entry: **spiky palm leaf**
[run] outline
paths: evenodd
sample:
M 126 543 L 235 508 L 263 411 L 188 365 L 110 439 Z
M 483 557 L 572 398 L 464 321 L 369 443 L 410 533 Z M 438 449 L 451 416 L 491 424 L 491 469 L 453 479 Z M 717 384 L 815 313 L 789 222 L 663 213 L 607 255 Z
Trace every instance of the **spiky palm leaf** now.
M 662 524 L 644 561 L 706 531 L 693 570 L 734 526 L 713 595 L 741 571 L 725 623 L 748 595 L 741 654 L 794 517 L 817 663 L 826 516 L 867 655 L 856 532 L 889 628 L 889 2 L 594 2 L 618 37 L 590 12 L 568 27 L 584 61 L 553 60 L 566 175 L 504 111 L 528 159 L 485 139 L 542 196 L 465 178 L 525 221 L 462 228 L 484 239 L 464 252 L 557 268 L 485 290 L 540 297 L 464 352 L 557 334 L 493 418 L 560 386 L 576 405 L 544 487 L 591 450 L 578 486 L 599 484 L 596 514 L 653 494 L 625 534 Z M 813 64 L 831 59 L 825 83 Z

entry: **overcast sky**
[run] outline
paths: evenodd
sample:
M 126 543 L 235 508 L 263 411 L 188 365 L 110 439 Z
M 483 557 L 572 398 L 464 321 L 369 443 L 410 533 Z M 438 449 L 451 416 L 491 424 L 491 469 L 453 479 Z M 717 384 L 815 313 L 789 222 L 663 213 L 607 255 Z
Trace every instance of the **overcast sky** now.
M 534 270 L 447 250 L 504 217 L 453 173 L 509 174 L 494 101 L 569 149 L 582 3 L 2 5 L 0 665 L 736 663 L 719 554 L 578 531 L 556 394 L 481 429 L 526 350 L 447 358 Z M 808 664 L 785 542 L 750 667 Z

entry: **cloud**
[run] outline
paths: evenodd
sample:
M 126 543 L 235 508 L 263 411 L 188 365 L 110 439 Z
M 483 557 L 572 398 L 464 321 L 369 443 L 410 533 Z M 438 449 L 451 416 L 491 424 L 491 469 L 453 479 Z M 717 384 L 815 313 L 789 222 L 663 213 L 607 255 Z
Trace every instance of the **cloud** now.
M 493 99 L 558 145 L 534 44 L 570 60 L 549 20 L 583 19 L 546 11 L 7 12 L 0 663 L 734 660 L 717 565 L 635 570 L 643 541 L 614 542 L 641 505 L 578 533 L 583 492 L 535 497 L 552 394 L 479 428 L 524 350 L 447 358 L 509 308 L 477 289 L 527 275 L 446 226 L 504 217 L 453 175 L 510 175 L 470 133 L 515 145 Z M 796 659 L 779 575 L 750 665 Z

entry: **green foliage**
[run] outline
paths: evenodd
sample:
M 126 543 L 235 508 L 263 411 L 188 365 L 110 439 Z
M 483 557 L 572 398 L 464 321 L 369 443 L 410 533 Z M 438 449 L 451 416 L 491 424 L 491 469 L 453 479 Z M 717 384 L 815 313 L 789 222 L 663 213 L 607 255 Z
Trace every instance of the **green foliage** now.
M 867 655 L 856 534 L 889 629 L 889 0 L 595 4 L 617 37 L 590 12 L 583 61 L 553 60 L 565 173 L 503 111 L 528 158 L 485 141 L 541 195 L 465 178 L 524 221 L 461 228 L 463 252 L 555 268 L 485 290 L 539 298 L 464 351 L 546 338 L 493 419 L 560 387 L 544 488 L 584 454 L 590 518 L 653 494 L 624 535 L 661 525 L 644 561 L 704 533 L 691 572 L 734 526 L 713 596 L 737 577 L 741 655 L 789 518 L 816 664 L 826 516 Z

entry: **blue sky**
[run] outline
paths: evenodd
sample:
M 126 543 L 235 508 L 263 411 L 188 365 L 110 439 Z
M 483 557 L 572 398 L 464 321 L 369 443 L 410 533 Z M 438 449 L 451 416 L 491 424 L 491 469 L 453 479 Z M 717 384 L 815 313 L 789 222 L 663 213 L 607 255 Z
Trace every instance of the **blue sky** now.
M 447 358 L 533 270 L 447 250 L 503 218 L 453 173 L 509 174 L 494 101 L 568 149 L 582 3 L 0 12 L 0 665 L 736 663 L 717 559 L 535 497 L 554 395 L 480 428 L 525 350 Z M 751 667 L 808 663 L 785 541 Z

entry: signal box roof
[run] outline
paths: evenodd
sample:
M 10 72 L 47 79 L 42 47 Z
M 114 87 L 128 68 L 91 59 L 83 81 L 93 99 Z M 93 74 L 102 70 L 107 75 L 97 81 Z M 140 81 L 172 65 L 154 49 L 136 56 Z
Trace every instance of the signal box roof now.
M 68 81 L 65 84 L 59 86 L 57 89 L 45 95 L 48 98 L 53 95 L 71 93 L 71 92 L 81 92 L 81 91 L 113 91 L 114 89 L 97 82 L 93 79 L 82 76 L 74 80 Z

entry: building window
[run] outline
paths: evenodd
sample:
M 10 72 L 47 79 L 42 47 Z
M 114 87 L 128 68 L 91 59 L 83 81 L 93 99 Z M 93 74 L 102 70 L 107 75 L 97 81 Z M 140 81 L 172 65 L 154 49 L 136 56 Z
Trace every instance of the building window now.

Short exercise -
Rescale everything from the line that contains "entry: **cloud**" down to the line that contains "M 493 99 L 558", both included, and give those lines again with the requests. Multiply every coordinate in the answers by 0.55 and round to whole numbers, halves up, but leave the requests and their format samples unchanged.

Response -
entry: **cloud**
[run] outline
paths: evenodd
sample:
M 126 543 L 235 508 L 263 411 L 188 365 L 110 439 Z
M 483 557 L 572 398 L 464 321 L 369 443 L 410 533 Z M 438 449 L 451 416 L 491 424 L 491 469 L 453 479 Z M 717 384 L 815 313 L 789 222 L 663 213 L 607 255 Z
Trace every instance of the **cloud** now.
M 271 54 L 307 80 L 294 24 L 314 33 L 302 11 L 321 10 L 300 6 L 4 7 L 0 365 L 404 363 L 394 311 L 349 314 L 354 298 L 338 298 L 353 278 L 318 293 L 321 271 L 294 273 L 304 217 L 263 235 L 288 193 L 246 197 L 280 169 L 262 159 L 290 151 L 245 124 L 277 119 L 249 96 L 281 96 L 259 73 L 283 80 Z M 438 362 L 428 316 L 413 366 Z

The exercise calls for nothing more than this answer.